#### Excerpt to read:

And when you are done looking at this site for the Scots input on football world-wide, here are two more.
For those who literally want to trace on the ground the local development of Scots and Scottish football in our own and other countries there is the newly available and ever-expanding site of:
The Scots Football Historians' Group
And on Scottish sports history in general but inevitably including fitba', see Andy Mitchell's inestimable:
Estonia
Estonia's top league, the Meistriliiga, consists of ten clubs. It was founded in just 1992, so thirty years ago, but football in the country is far older. It has been played for well over a century. Of the current top clubs all but a couple are of modern vintage, about the same age as the league itself. And again of those same clubs half are in the capital, Tallinn but it is one of they that stands out. In fact it is the newest addition to the numbers, Tallinna Kalev, Tallinn-based as the name implies but, whilst re-established in 2002, in origins the best part of two decades older than any of its rivals.
It was formed as Meteor in 1909, changing its name to Kalev in 1911. It was an original member of the Estonian Football Championship in 1921 and title-winner in 1923, 1925 and 1955 and its founders were said to be two students. But clearly neither knew too much about the game so they turned to someone that did. In fact he became the team's first coach and ordered its first kit, blue shirts and white shorts.

#### Some entries:
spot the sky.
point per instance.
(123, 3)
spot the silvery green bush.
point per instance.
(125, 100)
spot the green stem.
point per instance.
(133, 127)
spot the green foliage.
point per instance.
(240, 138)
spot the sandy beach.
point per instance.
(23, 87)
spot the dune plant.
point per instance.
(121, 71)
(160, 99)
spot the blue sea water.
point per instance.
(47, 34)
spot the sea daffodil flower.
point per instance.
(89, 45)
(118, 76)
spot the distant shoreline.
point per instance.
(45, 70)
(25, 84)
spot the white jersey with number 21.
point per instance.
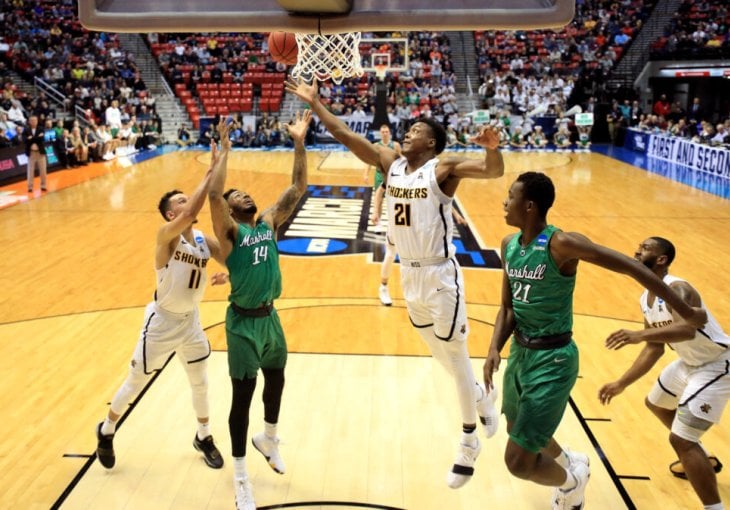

#### Written tasks:
[1] Summarize the football history text in two sentences.
[2] From the football history text, list every year in which Kalev won the Estonian Football Championship.
[3] Extract the passage of the football history text starting at "It was formed" and ending at "and white shorts.".

#### Results of the exercise:
[1] Estonia's top league, the ten-club Meistriliiga, was founded only in 1992, although football has been played in the country for well over a century. Its newest addition, Tallinna Kalev, was re-established in 2002 but was formed as Meteor in 1909, took the name Kalev in 1911, and won the Estonian Football Championship in 1923, 1925 and 1955.

[2] 1923, 1925, 1955

[3]
It was formed as Meteor in 1909, changing its name to Kalev in 1911. It was an original member of the Estonian Football Championship in 1921 and title-winner in 1923, 1925 and 1955 and its founders were said to be two students. But clearly neither knew too much about the game so they turned to someone that did. In fact he became the team's first coach and ordered its first kit, blue shirts and white shorts.